Task description ▸ Take from the data every line in which the word "handle" is found.

Data for review Block Start

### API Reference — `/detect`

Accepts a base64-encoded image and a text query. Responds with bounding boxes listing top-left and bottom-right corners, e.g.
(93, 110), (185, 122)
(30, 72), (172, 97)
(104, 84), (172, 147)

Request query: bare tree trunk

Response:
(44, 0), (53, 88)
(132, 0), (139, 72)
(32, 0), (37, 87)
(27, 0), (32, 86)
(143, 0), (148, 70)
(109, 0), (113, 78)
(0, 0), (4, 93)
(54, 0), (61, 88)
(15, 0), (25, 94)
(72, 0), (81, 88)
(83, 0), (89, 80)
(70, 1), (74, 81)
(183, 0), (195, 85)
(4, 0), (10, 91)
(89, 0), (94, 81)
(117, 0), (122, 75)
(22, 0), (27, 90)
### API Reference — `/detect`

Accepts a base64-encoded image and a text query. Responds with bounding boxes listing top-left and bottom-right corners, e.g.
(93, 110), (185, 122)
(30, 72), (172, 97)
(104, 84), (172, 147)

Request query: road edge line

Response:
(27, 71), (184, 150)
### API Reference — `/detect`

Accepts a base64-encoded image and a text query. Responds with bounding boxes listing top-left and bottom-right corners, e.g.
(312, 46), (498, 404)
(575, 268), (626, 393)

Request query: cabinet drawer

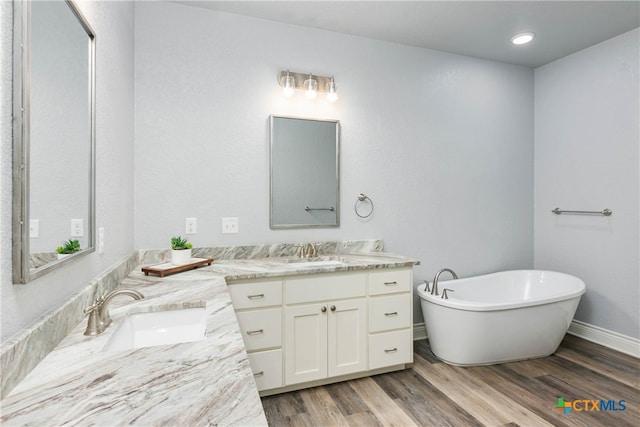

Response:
(236, 308), (282, 351)
(369, 329), (412, 369)
(228, 280), (282, 309)
(368, 269), (411, 295)
(248, 349), (283, 391)
(369, 294), (411, 332)
(285, 273), (366, 304)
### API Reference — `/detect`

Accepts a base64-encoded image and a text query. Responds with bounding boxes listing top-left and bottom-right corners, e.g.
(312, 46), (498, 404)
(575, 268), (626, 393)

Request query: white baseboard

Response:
(567, 320), (640, 358)
(413, 320), (639, 358)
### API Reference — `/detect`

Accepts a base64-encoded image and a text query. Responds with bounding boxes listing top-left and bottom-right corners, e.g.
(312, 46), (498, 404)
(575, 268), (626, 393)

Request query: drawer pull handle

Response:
(385, 348), (398, 353)
(246, 329), (264, 335)
(384, 281), (397, 286)
(384, 312), (398, 317)
(253, 371), (264, 377)
(247, 294), (265, 299)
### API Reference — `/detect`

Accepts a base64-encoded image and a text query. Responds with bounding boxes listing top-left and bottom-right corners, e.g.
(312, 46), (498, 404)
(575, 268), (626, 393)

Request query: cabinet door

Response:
(285, 303), (328, 385)
(328, 298), (368, 377)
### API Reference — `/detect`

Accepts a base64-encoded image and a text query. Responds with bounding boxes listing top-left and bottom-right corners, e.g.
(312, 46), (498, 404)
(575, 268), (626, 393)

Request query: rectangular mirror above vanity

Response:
(12, 0), (96, 283)
(269, 115), (340, 229)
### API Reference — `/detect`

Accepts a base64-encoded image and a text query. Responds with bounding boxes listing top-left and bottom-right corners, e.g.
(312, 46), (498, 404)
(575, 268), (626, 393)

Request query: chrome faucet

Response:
(431, 268), (458, 296)
(83, 289), (144, 336)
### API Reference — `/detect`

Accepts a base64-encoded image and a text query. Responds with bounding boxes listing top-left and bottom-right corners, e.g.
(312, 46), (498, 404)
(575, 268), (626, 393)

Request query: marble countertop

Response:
(0, 252), (418, 426)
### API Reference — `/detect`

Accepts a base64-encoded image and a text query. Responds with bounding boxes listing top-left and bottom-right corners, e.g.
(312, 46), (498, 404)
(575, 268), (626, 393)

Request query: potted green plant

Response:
(56, 239), (81, 259)
(170, 236), (193, 265)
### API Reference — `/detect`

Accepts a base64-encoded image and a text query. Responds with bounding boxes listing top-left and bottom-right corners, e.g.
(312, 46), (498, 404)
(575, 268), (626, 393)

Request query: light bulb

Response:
(326, 78), (338, 102)
(280, 72), (295, 97)
(304, 75), (318, 99)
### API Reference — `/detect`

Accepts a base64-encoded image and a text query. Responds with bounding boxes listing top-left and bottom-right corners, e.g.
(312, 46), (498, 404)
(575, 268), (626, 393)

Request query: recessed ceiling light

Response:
(511, 32), (535, 45)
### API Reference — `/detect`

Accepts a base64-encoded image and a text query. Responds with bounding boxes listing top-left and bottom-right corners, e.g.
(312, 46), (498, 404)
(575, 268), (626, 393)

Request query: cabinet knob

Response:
(330, 305), (336, 312)
(321, 306), (327, 313)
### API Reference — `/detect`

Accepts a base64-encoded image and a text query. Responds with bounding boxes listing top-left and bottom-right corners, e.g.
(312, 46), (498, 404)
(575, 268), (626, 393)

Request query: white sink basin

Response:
(103, 307), (207, 352)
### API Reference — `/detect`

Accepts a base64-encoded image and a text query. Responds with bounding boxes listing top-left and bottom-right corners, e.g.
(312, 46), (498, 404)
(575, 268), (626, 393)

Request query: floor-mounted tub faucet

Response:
(431, 268), (458, 296)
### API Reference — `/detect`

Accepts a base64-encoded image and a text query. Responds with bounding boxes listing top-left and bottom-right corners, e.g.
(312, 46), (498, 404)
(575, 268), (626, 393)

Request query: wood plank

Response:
(323, 382), (369, 416)
(347, 377), (418, 427)
(373, 369), (482, 427)
(412, 353), (555, 427)
(298, 386), (350, 426)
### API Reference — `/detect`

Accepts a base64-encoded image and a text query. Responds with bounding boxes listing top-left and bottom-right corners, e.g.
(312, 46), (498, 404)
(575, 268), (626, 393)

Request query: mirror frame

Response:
(269, 115), (340, 229)
(12, 0), (96, 284)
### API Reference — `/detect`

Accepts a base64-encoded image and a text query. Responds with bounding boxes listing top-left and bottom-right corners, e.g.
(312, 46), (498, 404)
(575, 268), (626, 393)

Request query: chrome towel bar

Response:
(551, 207), (612, 216)
(305, 206), (335, 212)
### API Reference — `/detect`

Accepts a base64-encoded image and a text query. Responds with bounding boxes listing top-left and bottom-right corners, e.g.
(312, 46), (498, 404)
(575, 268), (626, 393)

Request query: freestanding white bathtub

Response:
(417, 270), (585, 366)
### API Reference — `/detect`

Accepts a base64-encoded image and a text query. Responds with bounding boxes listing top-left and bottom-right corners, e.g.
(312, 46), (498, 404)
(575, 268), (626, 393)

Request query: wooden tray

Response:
(141, 257), (214, 277)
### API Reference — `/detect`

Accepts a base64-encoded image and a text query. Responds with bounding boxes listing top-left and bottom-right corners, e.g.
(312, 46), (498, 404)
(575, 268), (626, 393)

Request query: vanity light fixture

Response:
(278, 70), (339, 101)
(511, 32), (535, 45)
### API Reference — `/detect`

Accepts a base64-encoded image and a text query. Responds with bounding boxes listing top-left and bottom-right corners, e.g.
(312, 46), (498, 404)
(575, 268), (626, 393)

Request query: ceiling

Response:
(172, 1), (640, 68)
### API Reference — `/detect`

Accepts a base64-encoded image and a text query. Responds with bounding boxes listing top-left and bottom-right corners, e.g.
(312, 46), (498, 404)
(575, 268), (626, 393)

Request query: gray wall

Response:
(0, 0), (136, 342)
(534, 29), (640, 339)
(134, 2), (535, 324)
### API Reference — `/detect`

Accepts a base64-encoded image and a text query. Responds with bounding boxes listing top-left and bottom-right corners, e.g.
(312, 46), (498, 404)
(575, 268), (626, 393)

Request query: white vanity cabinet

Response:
(228, 266), (413, 395)
(228, 280), (284, 391)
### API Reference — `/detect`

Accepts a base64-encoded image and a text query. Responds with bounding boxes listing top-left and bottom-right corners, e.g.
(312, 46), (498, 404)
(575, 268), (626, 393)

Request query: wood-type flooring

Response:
(261, 335), (639, 426)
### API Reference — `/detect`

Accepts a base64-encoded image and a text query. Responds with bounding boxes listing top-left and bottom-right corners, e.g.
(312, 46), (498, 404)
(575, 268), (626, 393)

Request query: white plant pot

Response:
(57, 253), (71, 260)
(171, 249), (192, 265)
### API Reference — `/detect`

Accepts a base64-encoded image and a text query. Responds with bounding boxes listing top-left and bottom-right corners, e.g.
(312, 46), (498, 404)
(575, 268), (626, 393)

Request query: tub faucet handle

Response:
(442, 288), (454, 299)
(423, 280), (431, 293)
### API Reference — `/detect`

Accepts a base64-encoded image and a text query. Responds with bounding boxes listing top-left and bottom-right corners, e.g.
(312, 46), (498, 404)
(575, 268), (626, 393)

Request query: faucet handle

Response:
(423, 280), (431, 293)
(442, 288), (455, 299)
(83, 298), (102, 314)
(83, 298), (104, 336)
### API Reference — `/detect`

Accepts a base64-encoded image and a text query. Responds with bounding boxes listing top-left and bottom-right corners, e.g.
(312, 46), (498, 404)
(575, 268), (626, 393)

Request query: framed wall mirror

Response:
(12, 0), (96, 284)
(270, 115), (340, 229)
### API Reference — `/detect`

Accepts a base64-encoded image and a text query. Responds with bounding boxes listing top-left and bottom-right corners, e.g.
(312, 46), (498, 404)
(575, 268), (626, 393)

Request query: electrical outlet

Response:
(30, 219), (39, 238)
(222, 217), (239, 234)
(71, 219), (83, 237)
(185, 217), (197, 234)
(98, 227), (105, 254)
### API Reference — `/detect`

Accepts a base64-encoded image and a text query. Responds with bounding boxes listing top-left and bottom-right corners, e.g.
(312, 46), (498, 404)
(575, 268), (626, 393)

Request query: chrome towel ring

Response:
(355, 193), (374, 218)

Data for review Block End

Written solution ▸
Request query: drawer pull handle
Request query: tub faucet handle
Request query: faucet handle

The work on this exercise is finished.